**Data for analysis:**
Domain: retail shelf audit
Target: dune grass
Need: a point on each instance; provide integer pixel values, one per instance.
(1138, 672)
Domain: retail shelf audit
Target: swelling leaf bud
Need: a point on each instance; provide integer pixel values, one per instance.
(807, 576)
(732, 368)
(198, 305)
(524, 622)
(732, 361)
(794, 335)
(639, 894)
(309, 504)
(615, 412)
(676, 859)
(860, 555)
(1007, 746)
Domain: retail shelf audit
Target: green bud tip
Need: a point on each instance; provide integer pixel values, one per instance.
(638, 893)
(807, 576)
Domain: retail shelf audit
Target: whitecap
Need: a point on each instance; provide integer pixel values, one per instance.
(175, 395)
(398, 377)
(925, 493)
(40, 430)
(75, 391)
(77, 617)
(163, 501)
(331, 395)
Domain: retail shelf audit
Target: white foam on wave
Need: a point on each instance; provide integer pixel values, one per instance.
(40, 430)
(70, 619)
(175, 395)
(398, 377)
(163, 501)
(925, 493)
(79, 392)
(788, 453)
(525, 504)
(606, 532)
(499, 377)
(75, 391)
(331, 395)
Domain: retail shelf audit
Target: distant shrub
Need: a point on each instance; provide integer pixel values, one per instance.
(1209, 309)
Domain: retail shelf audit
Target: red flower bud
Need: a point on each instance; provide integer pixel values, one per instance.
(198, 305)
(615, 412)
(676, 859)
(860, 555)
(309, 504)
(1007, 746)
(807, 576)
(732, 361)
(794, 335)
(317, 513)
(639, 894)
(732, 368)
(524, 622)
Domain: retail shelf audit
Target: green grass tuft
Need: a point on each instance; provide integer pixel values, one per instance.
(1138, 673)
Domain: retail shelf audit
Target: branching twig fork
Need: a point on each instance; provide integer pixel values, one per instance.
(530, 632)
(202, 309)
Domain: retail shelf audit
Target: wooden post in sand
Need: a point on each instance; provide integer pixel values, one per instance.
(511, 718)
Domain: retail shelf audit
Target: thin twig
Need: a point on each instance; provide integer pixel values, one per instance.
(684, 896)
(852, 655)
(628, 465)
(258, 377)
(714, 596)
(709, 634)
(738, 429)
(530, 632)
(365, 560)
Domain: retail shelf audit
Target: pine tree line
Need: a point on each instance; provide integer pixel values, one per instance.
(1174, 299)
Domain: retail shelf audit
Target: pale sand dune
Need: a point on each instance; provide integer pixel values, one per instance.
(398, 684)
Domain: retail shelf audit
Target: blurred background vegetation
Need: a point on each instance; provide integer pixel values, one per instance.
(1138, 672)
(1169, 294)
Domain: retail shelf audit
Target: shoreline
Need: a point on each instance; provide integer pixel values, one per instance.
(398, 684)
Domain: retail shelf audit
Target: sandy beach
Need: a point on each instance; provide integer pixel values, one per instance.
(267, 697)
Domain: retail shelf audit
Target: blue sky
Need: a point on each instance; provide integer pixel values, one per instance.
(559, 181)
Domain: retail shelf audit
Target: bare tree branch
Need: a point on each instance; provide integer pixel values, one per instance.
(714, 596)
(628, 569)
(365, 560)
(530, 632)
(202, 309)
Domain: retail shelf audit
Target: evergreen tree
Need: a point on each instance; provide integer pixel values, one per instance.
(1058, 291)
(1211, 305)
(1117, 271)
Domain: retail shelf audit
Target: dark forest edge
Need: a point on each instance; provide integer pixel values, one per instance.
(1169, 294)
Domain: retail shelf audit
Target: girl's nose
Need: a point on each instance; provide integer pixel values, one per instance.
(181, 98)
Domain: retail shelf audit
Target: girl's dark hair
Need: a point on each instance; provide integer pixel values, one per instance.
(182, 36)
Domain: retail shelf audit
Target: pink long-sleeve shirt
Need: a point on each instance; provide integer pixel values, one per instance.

**Exercise:** Return nothing but the lines from the first line of the listing through the line with "Target: green grass tuft", please, keeping every one of them unchanged.

**Task response:**
Domain: retail shelf audit
Target: dune grass
Need: a point on each instance; provide integer pixel values, one per instance.
(1138, 672)
Domain: retail shelf audit
Target: swelling leaf bud
Need: a point on each instance; provide integer pixel values, one per instance.
(807, 576)
(732, 368)
(198, 305)
(524, 622)
(732, 361)
(794, 335)
(639, 894)
(309, 504)
(615, 412)
(676, 859)
(860, 555)
(1007, 746)
Domain: retail shelf audit
Target: green bud tip
Need: a point on each instance; provide integer pixel values, one per instance.
(638, 893)
(807, 576)
Domain: retail shelf audit
Target: whitecap
Need: a point on each instance; provide integer pixel values, one per instance.
(175, 395)
(398, 377)
(925, 493)
(40, 430)
(75, 391)
(77, 617)
(163, 501)
(331, 395)
Domain: retail shelf audit
Target: white foam on wave
Need: a point on each instance; provide integer pixel values, one per instance.
(40, 430)
(70, 619)
(175, 395)
(398, 377)
(163, 501)
(925, 493)
(79, 392)
(788, 453)
(525, 504)
(606, 532)
(499, 377)
(75, 391)
(331, 395)
Domain: retail shelf audit
Target: distant shrub
Need: a point on each instance; provide integer pixel values, one per instance.
(1209, 309)
Domain: retail shelf audit
Target: red flower bud
Need: a point on each instance; provide integer pixel values, one per instance.
(198, 305)
(615, 412)
(676, 859)
(860, 555)
(309, 504)
(1007, 746)
(807, 576)
(732, 361)
(794, 335)
(317, 513)
(639, 894)
(732, 368)
(524, 622)
Domain: retail shelf audit
Target: green grass tuft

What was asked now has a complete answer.